=== Document excerpt ===

Vital Supplements for Diabetes Patients
Supplements are known to provide for whatever becomes deficient. It is actually not a replacement to natural nutrients that we usually get from fruits and vegetables. However, if Vitamins A, C and D are taken in excess, it can also be toxic for the body. In addition, taking supplements can only be helpful if you tag a healthy diet along with it. Candidates for oral supplements are pregnant ladies, lactating mothers and those who are on menopausal stage. Also, patients with known deficiencies, on vegetarian diet and people who had bariatric surgeries are advised to take supplements.
Vitamin D has two forms, D2 and D3. Liver and fish oil are the main sources of D2 while exposure to sunlight can help the body activate D3. They say that having enough levels of Vitamin D along with normal calcium level can decrease risks of getting Diabetes 1 and 2. According to one study, the recommended intake of vitamin D supplement is 800 IU per day and 1200 mg of calcium per day. These values can cut off 33% of chances of developing Diabetes type 2. However, getting too much of these supplements can be harmful because high levels of calcium can interfere with iron and zinc absorption.
The main role of Vitamin B12 in the body is for the proper functioning of nerve and blood cells. It is responsible in DNA synthesis and maintenance of steady glucose levels in the digestive system. Diabetics have high risk of developing Vitamin B12 deficiency especially if they are into Metformin therapy. Beef, fish, milk, poultry, eggs and cereals are the common sources of Vitamin B12. Vegetarians are known to be deficient of this vitamin reason why most of them are taking supplements. Vitamin B12 supplements can be taken orally or be given through intramuscular injection once a week for four weeks.

=== Data provided ===

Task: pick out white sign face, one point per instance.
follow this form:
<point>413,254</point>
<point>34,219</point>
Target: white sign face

===
=== Data provided ===

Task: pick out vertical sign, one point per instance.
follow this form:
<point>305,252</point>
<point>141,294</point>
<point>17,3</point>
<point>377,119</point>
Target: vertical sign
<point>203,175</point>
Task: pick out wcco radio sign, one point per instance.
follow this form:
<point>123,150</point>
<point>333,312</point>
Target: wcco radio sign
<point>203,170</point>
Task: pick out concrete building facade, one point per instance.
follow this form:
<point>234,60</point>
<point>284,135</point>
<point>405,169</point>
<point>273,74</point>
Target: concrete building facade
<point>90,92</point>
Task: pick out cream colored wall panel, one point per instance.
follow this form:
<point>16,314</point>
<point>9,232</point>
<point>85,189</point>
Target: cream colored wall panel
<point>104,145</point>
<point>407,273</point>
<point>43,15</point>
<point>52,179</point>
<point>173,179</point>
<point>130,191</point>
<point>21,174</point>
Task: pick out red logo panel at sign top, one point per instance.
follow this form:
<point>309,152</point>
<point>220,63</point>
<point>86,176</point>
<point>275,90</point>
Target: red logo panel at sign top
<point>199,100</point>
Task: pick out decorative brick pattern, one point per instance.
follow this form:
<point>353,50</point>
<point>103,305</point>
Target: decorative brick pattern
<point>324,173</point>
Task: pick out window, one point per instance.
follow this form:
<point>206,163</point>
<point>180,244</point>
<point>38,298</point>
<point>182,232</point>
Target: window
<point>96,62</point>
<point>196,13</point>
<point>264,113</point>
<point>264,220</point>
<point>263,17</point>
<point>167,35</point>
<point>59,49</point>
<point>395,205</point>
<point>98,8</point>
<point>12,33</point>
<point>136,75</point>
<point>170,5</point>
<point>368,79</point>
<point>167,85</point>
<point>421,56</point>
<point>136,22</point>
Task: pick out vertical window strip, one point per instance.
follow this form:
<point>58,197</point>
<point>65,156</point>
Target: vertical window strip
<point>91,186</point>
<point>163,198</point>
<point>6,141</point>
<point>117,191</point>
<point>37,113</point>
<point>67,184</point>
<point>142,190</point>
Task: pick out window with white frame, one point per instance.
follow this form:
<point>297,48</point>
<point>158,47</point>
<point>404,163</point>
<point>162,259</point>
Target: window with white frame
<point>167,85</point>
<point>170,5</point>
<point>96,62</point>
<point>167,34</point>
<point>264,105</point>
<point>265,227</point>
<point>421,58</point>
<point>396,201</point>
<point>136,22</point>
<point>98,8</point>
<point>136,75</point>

===
=== Data provided ===

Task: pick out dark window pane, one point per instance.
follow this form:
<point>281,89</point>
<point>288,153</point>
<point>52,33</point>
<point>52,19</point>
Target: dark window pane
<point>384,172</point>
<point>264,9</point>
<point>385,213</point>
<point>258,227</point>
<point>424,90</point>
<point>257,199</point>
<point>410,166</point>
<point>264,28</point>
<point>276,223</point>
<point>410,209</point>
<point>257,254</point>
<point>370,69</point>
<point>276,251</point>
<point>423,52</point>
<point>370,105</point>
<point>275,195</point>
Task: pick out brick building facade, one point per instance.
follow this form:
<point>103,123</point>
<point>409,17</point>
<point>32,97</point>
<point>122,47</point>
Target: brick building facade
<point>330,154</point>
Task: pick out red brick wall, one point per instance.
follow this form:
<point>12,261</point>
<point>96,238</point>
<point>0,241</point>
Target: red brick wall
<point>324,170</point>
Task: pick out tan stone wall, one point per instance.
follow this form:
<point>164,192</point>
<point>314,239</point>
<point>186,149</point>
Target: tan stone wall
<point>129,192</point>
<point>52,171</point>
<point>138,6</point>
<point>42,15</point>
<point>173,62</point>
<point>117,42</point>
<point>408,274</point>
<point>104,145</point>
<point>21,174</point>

===

Exercise objective ::
Answer these questions from the text on supplements for diabetes patients:
(a) What are the main sources of Vitamin D2?
(b) How much calcium per day does the study recommend?
(c) Which therapy puts diabetics at high risk of Vitamin B12 deficiency?
You can set the entries aside, since nothing here depends on them.

Solution below ::
(a) Liver and fish oil
(b) 1200 mg per day
(c) Metformin therapy